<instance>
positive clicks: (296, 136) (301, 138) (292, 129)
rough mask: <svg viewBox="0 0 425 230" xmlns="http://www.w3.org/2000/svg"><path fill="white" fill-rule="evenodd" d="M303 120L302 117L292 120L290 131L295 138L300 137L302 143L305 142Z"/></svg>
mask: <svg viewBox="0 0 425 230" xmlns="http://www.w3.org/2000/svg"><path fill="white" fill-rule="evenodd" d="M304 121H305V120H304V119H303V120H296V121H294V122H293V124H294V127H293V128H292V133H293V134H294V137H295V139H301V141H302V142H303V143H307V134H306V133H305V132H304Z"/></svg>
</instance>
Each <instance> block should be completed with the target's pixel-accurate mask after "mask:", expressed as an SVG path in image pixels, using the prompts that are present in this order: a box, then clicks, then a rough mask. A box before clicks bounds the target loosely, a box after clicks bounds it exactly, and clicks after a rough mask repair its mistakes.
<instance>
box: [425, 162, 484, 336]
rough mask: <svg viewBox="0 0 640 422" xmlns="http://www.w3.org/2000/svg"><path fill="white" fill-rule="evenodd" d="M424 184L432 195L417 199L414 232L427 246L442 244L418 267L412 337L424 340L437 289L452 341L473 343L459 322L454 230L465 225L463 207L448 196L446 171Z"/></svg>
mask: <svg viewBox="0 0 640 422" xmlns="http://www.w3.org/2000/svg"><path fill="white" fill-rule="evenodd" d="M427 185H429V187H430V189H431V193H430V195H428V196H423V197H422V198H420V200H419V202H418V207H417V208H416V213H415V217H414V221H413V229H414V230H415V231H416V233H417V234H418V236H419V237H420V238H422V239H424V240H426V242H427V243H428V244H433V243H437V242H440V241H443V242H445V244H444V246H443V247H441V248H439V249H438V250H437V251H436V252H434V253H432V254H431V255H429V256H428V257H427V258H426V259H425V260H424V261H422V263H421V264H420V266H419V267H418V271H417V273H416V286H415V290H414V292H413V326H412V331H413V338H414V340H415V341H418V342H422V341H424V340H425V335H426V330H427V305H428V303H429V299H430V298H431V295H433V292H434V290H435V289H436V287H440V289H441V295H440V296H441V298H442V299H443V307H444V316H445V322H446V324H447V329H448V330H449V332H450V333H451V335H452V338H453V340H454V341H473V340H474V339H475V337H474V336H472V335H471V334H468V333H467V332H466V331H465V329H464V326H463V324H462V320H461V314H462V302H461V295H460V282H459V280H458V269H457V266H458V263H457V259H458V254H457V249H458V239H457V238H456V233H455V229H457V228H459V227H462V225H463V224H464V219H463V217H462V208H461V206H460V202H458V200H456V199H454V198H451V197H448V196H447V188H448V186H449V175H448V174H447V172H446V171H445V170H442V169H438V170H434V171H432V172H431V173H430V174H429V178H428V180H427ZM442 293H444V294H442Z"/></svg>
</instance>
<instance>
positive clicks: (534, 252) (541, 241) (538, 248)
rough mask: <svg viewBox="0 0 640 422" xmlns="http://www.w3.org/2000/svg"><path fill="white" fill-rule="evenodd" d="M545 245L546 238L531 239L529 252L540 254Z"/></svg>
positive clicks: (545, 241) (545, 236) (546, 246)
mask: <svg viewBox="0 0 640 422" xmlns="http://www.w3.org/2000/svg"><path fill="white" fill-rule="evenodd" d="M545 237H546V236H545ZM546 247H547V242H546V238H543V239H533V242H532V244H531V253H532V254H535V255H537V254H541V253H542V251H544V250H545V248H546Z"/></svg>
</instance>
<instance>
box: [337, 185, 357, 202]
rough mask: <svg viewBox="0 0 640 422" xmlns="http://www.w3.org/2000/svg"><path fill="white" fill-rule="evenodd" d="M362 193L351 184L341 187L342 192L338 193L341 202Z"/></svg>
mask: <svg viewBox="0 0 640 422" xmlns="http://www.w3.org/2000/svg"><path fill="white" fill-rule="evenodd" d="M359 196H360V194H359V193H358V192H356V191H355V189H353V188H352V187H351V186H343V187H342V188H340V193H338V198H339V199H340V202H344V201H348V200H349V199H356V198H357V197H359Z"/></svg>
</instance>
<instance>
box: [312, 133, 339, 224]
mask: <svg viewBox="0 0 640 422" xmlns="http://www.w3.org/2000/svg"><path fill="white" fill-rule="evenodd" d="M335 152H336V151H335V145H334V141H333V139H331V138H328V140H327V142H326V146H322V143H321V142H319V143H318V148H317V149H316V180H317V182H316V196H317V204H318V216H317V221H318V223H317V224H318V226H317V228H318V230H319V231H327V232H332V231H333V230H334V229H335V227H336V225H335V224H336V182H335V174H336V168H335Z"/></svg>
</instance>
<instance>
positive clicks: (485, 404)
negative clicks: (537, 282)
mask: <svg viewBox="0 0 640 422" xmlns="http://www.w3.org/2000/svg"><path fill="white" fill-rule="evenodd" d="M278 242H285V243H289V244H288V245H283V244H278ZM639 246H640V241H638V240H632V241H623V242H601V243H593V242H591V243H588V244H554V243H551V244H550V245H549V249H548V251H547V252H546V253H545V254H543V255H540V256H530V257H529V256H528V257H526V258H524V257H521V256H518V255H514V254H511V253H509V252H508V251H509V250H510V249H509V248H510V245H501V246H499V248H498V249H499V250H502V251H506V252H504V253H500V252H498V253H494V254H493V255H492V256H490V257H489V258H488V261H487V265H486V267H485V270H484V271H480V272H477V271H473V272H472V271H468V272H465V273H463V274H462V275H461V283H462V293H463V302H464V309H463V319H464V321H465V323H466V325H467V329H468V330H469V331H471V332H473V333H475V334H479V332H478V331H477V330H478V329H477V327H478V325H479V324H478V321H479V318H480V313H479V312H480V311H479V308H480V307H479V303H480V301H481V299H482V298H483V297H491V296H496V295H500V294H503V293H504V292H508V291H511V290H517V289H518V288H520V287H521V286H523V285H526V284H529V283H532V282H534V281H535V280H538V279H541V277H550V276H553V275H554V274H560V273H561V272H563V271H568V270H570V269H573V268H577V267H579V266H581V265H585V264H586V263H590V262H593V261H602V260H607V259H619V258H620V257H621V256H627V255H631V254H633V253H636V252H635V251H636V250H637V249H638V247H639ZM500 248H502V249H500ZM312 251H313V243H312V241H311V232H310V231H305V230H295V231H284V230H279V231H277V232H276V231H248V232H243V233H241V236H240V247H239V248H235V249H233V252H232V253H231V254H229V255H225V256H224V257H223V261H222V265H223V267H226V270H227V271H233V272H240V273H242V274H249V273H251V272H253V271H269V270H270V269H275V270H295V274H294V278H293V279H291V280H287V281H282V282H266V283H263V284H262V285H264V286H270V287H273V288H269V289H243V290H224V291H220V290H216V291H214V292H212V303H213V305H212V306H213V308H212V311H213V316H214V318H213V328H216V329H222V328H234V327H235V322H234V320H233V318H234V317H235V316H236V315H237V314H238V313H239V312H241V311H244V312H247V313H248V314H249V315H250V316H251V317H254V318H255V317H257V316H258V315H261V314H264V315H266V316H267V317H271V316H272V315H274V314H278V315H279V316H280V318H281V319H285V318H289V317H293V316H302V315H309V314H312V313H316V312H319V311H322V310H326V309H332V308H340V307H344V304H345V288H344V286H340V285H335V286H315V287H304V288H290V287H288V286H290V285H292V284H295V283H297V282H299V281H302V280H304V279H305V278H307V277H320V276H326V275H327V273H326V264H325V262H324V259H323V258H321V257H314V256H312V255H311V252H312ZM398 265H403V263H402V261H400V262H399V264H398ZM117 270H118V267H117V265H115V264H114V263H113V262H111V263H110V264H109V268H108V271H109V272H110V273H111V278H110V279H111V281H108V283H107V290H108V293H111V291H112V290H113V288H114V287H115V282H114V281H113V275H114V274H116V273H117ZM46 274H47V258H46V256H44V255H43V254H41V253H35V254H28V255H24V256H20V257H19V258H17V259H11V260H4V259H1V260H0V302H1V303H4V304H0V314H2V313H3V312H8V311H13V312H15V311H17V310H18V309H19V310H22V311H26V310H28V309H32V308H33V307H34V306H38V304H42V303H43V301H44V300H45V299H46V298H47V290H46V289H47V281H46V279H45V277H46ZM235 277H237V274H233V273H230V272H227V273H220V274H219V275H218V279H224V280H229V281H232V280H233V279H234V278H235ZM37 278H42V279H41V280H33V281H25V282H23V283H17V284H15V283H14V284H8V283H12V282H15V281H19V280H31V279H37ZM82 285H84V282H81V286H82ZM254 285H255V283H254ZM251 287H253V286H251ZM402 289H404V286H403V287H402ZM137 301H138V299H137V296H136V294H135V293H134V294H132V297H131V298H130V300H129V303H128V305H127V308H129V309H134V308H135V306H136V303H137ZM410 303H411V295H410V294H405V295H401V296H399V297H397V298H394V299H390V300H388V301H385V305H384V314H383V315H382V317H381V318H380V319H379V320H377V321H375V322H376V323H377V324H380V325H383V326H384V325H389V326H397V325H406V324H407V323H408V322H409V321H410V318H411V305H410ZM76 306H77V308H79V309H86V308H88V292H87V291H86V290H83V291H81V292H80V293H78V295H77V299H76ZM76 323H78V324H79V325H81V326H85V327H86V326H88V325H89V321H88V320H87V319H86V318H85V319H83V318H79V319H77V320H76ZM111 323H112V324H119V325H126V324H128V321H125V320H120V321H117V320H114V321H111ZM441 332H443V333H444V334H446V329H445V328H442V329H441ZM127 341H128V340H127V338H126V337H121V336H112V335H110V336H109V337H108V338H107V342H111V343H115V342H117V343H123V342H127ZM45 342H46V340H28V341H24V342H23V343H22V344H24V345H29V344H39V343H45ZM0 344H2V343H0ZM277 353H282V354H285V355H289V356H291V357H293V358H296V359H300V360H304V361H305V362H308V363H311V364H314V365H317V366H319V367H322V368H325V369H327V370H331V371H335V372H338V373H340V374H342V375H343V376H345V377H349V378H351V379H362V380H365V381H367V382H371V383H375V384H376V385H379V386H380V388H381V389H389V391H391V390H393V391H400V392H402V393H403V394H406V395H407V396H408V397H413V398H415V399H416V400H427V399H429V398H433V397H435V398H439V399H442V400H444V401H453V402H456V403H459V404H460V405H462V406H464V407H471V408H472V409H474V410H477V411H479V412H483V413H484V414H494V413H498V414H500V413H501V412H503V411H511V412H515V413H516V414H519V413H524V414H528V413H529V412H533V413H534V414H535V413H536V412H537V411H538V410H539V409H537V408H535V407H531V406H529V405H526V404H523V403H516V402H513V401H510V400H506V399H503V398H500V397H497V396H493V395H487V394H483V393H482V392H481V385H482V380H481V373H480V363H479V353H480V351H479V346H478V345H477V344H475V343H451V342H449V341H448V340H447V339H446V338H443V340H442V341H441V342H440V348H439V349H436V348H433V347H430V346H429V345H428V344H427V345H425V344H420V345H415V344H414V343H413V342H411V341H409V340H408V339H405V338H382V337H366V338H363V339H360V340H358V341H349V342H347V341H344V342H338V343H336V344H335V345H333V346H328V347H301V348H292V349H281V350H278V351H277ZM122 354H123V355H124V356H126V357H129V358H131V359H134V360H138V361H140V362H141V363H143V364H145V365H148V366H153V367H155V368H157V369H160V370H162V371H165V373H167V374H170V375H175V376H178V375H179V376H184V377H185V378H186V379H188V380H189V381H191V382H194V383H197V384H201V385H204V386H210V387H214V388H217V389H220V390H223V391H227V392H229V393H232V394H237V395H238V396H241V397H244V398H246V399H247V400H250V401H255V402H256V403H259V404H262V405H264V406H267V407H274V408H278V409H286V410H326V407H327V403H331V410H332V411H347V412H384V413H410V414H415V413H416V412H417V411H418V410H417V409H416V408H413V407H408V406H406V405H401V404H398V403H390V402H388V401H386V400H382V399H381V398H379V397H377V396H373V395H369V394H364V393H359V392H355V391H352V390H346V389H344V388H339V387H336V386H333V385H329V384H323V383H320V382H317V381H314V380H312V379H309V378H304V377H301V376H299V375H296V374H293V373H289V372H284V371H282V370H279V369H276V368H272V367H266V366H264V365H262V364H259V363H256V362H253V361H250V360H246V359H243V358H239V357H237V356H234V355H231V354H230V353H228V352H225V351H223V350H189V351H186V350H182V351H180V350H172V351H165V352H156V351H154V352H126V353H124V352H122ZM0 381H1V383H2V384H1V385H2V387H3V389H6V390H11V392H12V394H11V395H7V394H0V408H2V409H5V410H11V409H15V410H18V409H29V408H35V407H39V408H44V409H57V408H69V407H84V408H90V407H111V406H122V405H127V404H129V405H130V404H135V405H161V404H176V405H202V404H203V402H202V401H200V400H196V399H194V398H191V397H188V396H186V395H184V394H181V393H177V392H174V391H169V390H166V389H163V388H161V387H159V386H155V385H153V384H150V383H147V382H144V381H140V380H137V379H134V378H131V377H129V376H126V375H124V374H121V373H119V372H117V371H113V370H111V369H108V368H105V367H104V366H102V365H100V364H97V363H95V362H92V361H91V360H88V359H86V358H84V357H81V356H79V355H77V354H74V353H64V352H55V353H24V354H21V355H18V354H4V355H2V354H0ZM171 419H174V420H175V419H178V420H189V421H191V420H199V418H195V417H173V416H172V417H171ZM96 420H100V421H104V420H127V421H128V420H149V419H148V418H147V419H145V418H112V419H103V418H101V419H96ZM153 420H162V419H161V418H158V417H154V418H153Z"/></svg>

========

_WHAT THE TASK REQUIRES_
Rewrite everything from the start of the items down to the line containing "120L302 117L292 120L290", replacing "rough mask" with "coarse mask" and changing nothing else. Return only those lines.

_EXERCISE SOLUTION_
<instance>
positive clicks: (296, 136) (301, 138) (292, 129)
coarse mask: <svg viewBox="0 0 425 230" xmlns="http://www.w3.org/2000/svg"><path fill="white" fill-rule="evenodd" d="M303 120L302 117L292 120L290 131L295 138L300 137L302 143L305 142Z"/></svg>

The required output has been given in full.